[BEGIN DATASET EXCERPTS]

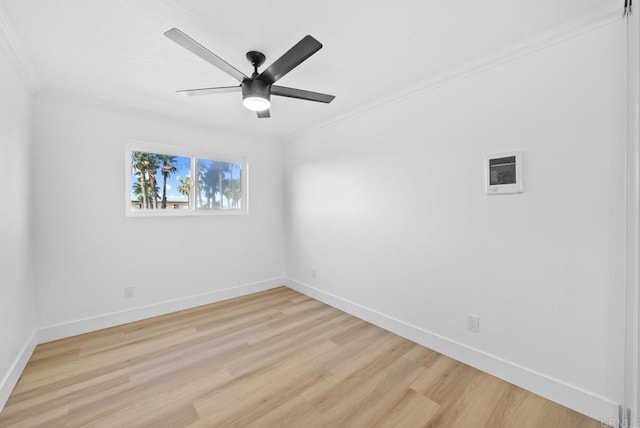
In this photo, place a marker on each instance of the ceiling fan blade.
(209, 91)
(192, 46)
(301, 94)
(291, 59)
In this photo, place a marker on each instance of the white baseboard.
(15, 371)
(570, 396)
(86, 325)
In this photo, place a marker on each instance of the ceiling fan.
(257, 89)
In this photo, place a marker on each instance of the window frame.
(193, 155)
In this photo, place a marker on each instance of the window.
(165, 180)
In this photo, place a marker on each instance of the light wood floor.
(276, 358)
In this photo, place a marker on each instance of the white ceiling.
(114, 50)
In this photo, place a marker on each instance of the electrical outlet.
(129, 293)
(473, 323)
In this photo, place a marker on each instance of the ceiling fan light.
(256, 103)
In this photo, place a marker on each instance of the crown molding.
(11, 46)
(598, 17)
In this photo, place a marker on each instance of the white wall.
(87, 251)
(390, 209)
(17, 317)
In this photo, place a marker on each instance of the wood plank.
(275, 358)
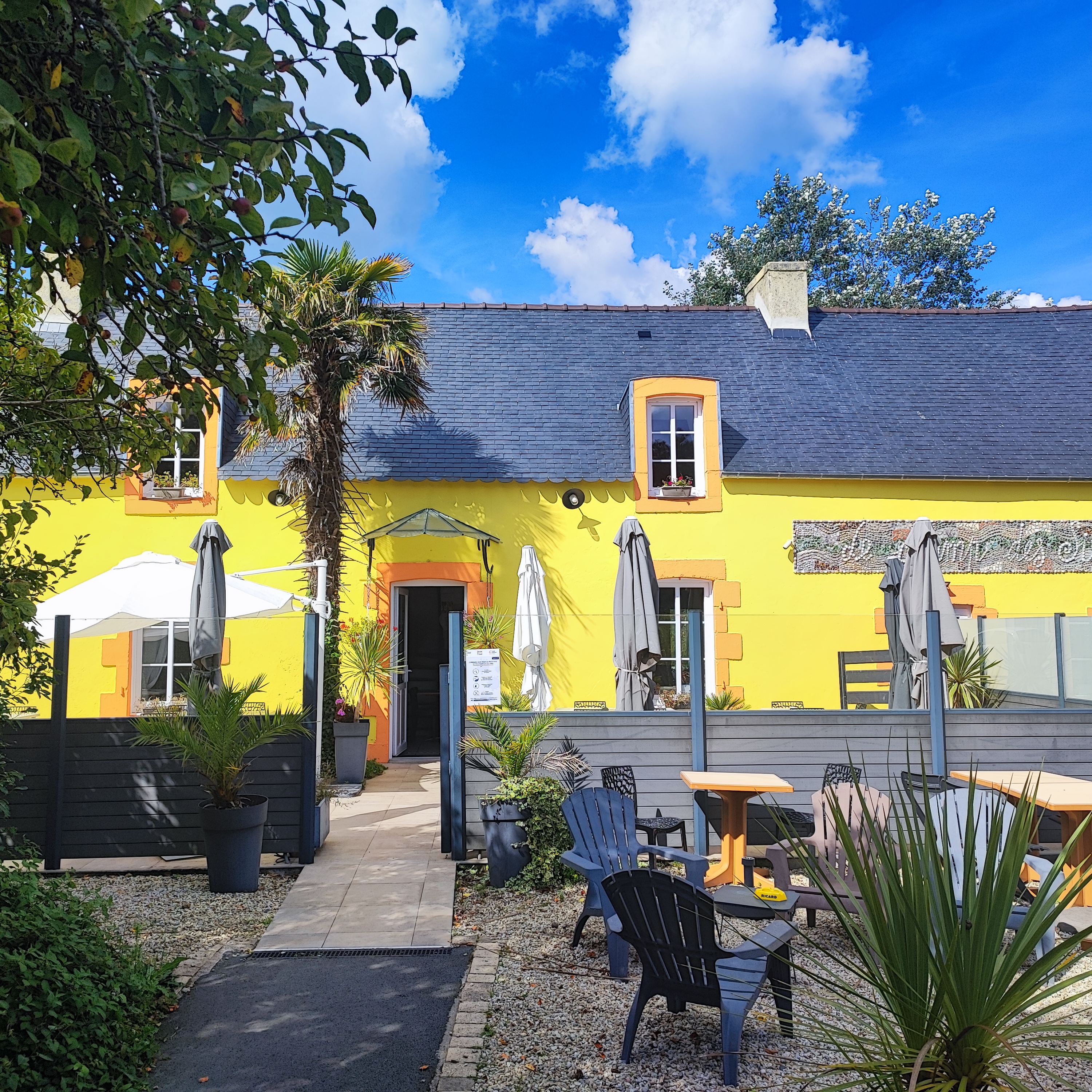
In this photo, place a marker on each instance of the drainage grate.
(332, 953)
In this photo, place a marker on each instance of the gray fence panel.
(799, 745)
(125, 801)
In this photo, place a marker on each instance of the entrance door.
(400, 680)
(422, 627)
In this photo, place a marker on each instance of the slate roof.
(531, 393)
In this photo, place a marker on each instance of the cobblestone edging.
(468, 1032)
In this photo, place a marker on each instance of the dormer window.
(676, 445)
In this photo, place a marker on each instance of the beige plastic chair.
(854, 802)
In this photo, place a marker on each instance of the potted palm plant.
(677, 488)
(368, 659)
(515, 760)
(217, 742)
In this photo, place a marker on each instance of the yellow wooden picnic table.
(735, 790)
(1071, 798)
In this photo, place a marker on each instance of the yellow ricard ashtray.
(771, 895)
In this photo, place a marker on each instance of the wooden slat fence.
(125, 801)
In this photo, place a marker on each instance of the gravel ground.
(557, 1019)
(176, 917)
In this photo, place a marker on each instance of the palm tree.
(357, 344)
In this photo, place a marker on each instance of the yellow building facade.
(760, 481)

[END DATASET EXCERPTS]

Please write out the items again, starting at the line that contains "the gravel ground." and continuing through the end of the items, with the requests included. Multiply every coordinate in the answers by 0.3 and round each to a whole number, rounding halves up.

▸ **WRITTEN REPLY**
In this photo, place a marker on each instance of the gravel ground.
(167, 306)
(53, 275)
In this photo, place a marker on each instance of the palm tree.
(107, 103)
In this photo, place a marker on each instance of the yellow building facade.
(228, 144)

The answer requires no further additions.